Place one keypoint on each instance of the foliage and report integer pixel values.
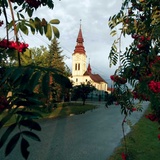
(22, 84)
(140, 62)
(142, 141)
(82, 91)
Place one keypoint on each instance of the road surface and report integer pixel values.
(90, 136)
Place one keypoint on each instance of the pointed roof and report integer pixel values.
(79, 48)
(89, 68)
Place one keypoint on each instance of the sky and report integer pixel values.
(94, 17)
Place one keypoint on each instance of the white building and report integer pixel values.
(81, 72)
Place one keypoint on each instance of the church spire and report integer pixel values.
(89, 70)
(79, 48)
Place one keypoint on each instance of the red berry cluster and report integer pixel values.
(1, 23)
(142, 42)
(124, 156)
(154, 86)
(34, 4)
(3, 103)
(20, 47)
(118, 79)
(137, 95)
(152, 117)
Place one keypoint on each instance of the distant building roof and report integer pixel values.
(95, 77)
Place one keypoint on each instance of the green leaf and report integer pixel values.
(54, 21)
(29, 11)
(6, 134)
(12, 143)
(30, 124)
(31, 135)
(34, 80)
(23, 28)
(56, 31)
(24, 147)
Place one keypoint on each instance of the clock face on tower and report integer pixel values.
(77, 58)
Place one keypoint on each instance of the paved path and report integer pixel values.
(90, 136)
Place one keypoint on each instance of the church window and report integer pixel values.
(78, 66)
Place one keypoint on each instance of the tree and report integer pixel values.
(23, 79)
(82, 91)
(140, 62)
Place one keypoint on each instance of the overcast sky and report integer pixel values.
(95, 30)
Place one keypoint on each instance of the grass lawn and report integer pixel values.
(142, 141)
(61, 110)
(66, 109)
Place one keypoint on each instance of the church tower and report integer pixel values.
(79, 57)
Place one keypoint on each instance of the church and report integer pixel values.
(82, 72)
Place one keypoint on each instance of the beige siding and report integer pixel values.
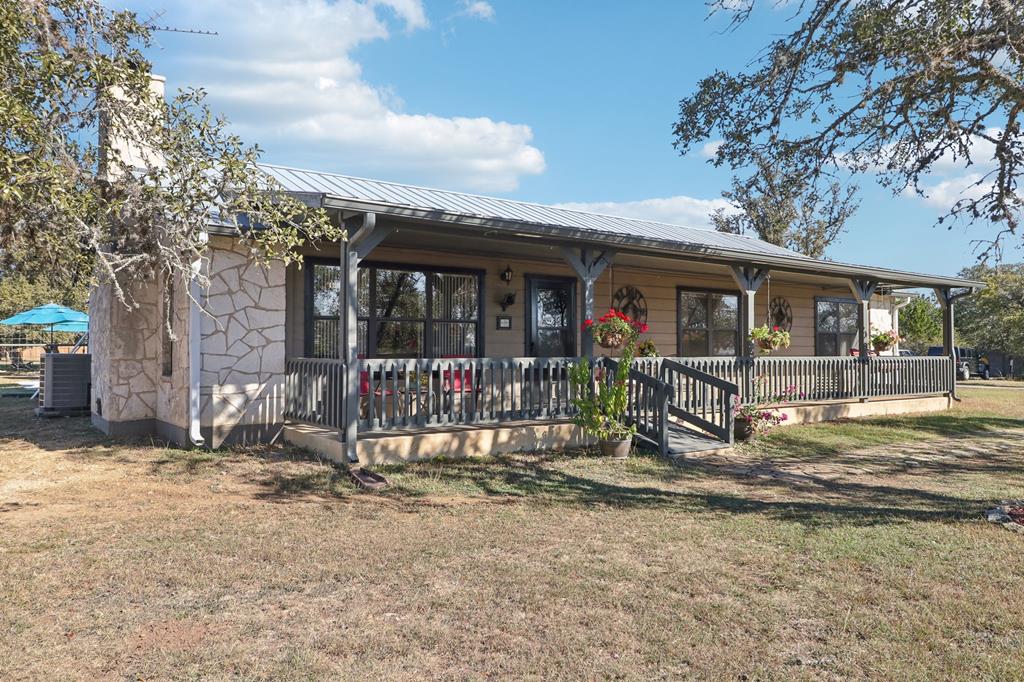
(658, 287)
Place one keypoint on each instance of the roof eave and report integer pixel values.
(711, 254)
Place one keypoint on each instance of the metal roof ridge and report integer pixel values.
(530, 204)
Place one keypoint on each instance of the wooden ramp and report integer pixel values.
(683, 440)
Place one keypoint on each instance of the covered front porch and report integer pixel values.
(427, 332)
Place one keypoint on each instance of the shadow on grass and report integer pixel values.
(585, 479)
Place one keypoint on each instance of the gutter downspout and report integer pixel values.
(195, 352)
(895, 307)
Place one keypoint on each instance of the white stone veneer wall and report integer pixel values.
(125, 348)
(243, 371)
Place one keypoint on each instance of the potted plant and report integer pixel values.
(601, 398)
(614, 329)
(646, 348)
(883, 341)
(769, 338)
(760, 416)
(600, 405)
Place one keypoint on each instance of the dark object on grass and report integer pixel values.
(367, 479)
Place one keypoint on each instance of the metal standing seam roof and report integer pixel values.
(474, 207)
(346, 186)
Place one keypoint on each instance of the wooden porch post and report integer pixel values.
(947, 299)
(749, 280)
(862, 292)
(588, 266)
(366, 239)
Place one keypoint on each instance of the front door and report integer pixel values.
(551, 322)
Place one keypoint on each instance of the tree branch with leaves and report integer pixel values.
(136, 202)
(782, 210)
(891, 87)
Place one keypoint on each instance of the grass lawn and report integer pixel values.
(138, 561)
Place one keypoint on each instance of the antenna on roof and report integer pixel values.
(152, 26)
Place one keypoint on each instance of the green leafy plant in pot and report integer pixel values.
(601, 395)
(883, 341)
(760, 416)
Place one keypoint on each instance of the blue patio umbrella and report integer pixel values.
(57, 317)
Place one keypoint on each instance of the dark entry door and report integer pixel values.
(551, 324)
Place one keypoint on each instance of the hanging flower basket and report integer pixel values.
(613, 329)
(610, 340)
(884, 341)
(769, 339)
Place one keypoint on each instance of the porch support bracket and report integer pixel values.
(749, 280)
(947, 301)
(588, 265)
(367, 237)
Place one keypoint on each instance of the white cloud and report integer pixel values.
(944, 194)
(711, 148)
(478, 9)
(284, 73)
(679, 210)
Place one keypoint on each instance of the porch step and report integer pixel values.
(683, 440)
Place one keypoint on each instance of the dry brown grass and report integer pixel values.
(137, 561)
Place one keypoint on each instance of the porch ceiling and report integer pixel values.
(489, 245)
(465, 215)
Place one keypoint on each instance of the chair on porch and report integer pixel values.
(454, 381)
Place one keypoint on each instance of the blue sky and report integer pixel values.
(552, 101)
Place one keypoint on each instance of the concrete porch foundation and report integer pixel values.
(459, 441)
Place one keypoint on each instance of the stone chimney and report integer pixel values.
(120, 148)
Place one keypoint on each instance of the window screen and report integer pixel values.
(709, 324)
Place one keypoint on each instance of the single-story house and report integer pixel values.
(446, 324)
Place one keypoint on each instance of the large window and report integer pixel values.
(709, 324)
(402, 311)
(835, 326)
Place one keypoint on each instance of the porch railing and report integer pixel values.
(647, 403)
(398, 394)
(416, 393)
(314, 390)
(817, 379)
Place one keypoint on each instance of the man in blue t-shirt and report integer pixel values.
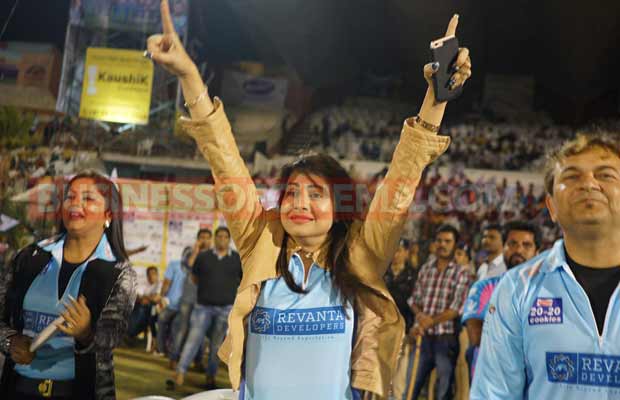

■ ■ ■

## Written request
Copy the entries above word for word, from the line containing "Place one keypoint on each instance of the dark entry" through the end of the entries. Leave the pictures out of your copy.

## Problem solution
Place one keypoint on each instance of the dark entry door and report integer pixel values.
(551, 324)
Place one keypoint on each instance of the hanging flower basket and report integer pixel values.
(613, 329)
(610, 340)
(884, 341)
(769, 339)
Place one keypoint on each instance of the porch support bracket and report integer pixel values.
(749, 280)
(947, 301)
(588, 265)
(367, 237)
Place one keypoint on each instance of the white cloud and report integer pixel values.
(944, 194)
(711, 148)
(478, 9)
(284, 73)
(679, 210)
Place one keypoint on each instance of the porch step and report integer pixel values.
(683, 440)
Place one keypoint on each instance of the dry brown grass and report integer pixel values.
(137, 561)
Place one keypoint on each instance of the porch ceiling and report integer pixel values.
(489, 245)
(465, 215)
Place one keypoint on each instance of the chair on porch and report integer pixel values.
(454, 381)
Place one keypoint on each instance of the blue sky and report integer pixel values.
(552, 101)
Place one keypoint on each instance of the concrete porch foundation and report integer pixel values.
(459, 441)
Place one keypoint on each instance of the stone chimney and report integer pixel values.
(120, 148)
Place one keypoint on each instance of the window screen and report integer pixel values.
(709, 324)
Place one keypoint on each instance of the single-story house and report integer pixel values.
(446, 324)
Place one keypoint on each instance of the large window and report integer pixel values.
(709, 324)
(402, 311)
(835, 326)
Place one keypoint on each instance of the porch railing and report integer pixel values.
(647, 403)
(398, 394)
(416, 393)
(314, 390)
(817, 379)
Place one keypoint on each instance of the man in blue t-shirt and report integer pixel values.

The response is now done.